According to the passage below on the correlation dimension in nolds, what does the Grassberger-Procaccia article exclude that nolds currently does not?
Start of PASSAGE
I have to admit that of all measures in nolds, the correlation dimension is the one where I am least confident in interpreting the results. This is also reflected by the fact that I currently have no good unit tests of "real" applications for this measure. This is one of the TODOs for version 1.0.

It took me so long to answer, because I wanted to at least perform some small experiments to be able to provide you with some meaningful insight. However, I currently struggle to find the time for that, so I will just tell you my current understanding.

I wrote a test script calculating the correlation dimension following the Grassberger-Procaccia-algorithm that is also implemented in nolds, but on the way I noticed some discrepancies between the implementation in nolds and the Scholarpedia article, which is written by Grassberger himself. I found two potential sources for errors in the nolds implementation:

  • The GP article excludes self-matches, which nolds currently does not.
End of PASSAGE
Start of RECORD SET
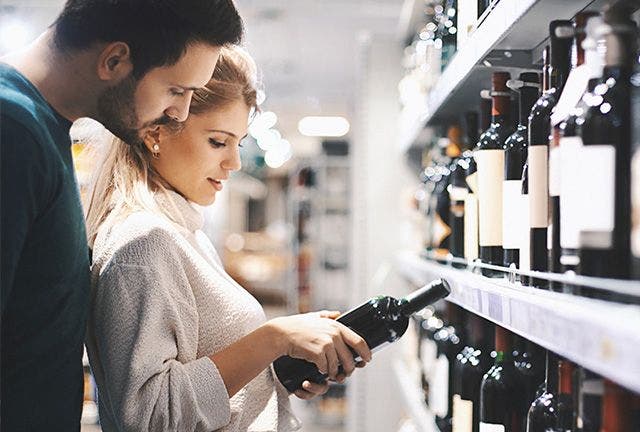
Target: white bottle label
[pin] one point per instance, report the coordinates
(490, 427)
(570, 191)
(525, 239)
(462, 419)
(555, 172)
(597, 178)
(635, 205)
(439, 398)
(471, 227)
(538, 187)
(490, 178)
(512, 214)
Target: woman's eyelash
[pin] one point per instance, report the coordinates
(216, 143)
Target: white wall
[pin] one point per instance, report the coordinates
(379, 175)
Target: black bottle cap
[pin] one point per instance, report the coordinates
(423, 297)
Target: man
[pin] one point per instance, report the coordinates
(130, 64)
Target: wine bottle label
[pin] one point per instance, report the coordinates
(538, 187)
(462, 420)
(570, 149)
(490, 427)
(457, 193)
(555, 167)
(635, 205)
(441, 230)
(472, 182)
(439, 399)
(597, 177)
(512, 214)
(525, 240)
(490, 178)
(471, 227)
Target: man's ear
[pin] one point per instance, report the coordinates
(114, 62)
(152, 138)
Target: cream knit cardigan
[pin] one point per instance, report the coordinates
(161, 303)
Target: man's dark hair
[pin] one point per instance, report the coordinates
(158, 32)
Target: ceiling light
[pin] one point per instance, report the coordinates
(323, 126)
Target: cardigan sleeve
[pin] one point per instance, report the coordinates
(141, 313)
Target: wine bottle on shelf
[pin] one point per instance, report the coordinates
(605, 129)
(530, 372)
(379, 321)
(498, 391)
(582, 80)
(471, 247)
(458, 189)
(553, 409)
(429, 351)
(616, 409)
(489, 156)
(515, 154)
(538, 153)
(448, 342)
(635, 175)
(470, 366)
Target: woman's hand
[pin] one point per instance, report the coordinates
(318, 338)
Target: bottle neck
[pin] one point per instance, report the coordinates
(500, 109)
(528, 96)
(423, 297)
(565, 372)
(551, 377)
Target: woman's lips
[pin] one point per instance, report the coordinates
(216, 184)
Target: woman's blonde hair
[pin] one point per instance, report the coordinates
(124, 179)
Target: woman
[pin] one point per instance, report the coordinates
(174, 342)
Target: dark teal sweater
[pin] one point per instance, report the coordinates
(45, 264)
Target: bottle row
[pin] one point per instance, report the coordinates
(479, 377)
(552, 183)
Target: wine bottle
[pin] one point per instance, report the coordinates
(553, 409)
(470, 366)
(539, 131)
(471, 247)
(489, 156)
(458, 189)
(530, 374)
(606, 136)
(582, 81)
(616, 409)
(515, 154)
(381, 320)
(448, 342)
(498, 407)
(635, 175)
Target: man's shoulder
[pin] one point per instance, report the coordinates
(21, 105)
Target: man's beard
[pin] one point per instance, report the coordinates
(117, 112)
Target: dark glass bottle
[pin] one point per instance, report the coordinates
(489, 156)
(514, 221)
(471, 247)
(616, 409)
(448, 341)
(589, 63)
(381, 320)
(605, 129)
(471, 364)
(498, 391)
(458, 188)
(530, 372)
(538, 153)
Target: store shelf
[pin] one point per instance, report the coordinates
(509, 38)
(601, 336)
(422, 417)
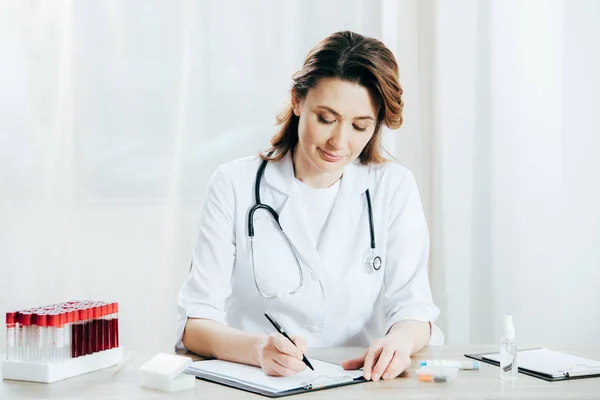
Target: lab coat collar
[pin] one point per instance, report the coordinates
(293, 218)
(280, 175)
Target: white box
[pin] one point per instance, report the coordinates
(55, 371)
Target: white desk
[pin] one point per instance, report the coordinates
(482, 384)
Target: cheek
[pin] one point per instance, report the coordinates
(359, 142)
(311, 133)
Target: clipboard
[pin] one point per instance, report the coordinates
(546, 364)
(252, 379)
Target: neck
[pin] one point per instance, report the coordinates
(309, 175)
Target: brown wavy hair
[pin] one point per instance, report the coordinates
(352, 58)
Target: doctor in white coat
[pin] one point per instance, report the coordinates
(349, 264)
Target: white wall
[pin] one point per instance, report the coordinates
(504, 107)
(114, 114)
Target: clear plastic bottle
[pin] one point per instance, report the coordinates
(508, 351)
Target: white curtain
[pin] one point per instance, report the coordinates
(114, 114)
(505, 141)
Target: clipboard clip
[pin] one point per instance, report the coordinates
(581, 370)
(325, 381)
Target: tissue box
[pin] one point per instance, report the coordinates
(165, 372)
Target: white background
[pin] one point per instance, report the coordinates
(114, 114)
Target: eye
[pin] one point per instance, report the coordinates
(324, 121)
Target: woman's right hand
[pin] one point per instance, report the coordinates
(279, 357)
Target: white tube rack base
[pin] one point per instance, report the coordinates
(55, 371)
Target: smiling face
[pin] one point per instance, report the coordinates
(336, 121)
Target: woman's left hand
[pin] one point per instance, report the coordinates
(386, 358)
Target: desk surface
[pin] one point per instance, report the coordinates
(482, 384)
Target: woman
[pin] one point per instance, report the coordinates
(350, 267)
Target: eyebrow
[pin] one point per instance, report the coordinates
(331, 110)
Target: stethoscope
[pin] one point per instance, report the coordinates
(371, 260)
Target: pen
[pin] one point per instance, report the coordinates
(450, 363)
(280, 330)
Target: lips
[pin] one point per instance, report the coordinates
(328, 156)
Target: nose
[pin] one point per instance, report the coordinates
(339, 137)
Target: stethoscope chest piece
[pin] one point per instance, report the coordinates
(371, 261)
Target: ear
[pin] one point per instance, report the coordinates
(296, 103)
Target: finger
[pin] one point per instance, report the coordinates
(289, 362)
(282, 344)
(354, 363)
(399, 363)
(300, 343)
(370, 358)
(384, 360)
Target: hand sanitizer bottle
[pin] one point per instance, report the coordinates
(508, 351)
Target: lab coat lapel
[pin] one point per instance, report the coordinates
(292, 216)
(348, 207)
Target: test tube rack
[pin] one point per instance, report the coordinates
(50, 343)
(49, 372)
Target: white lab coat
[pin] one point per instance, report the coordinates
(340, 303)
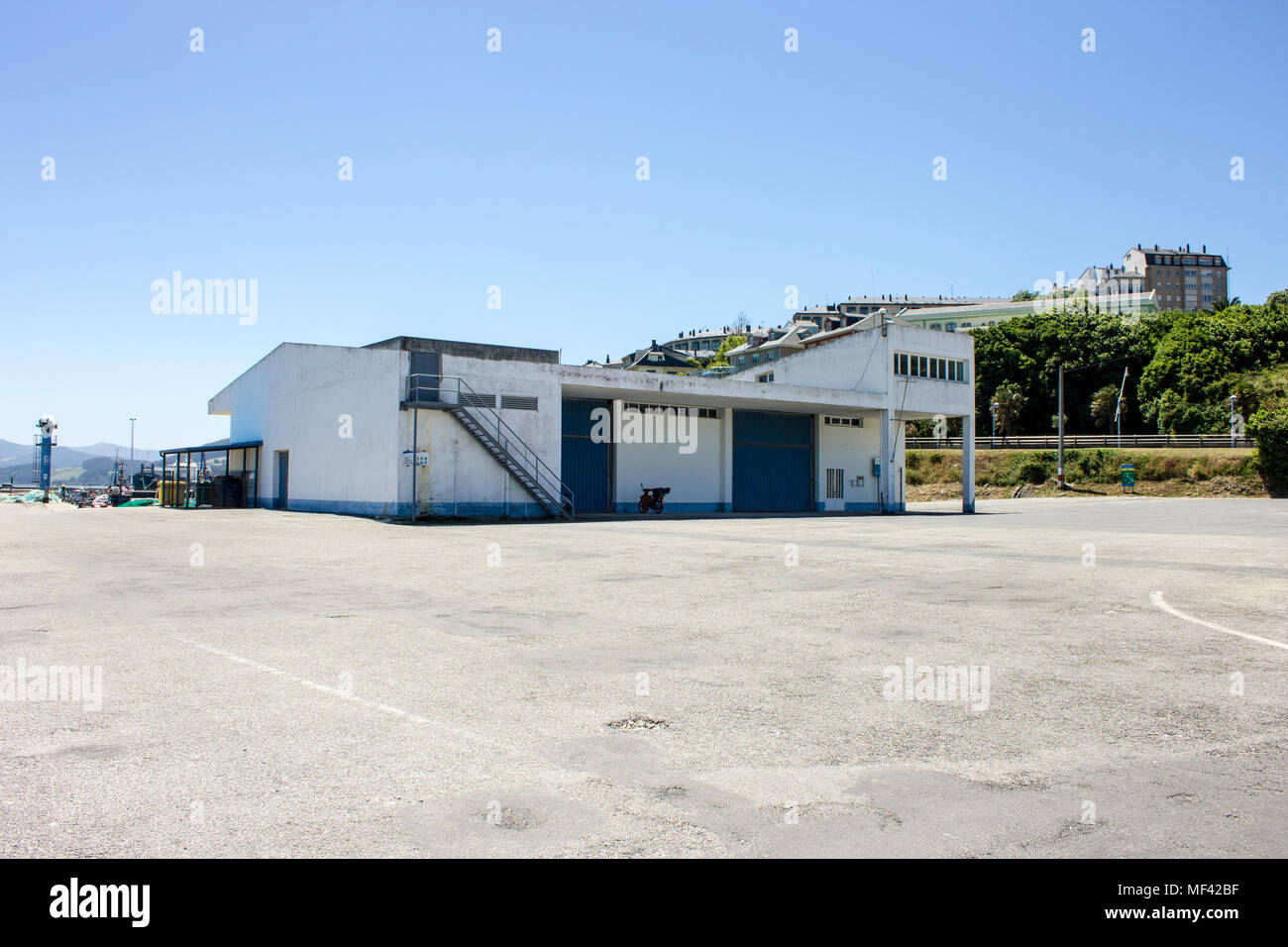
End of RECORD SET
**RESULT FOR THIS EXERCISE**
Self-matches.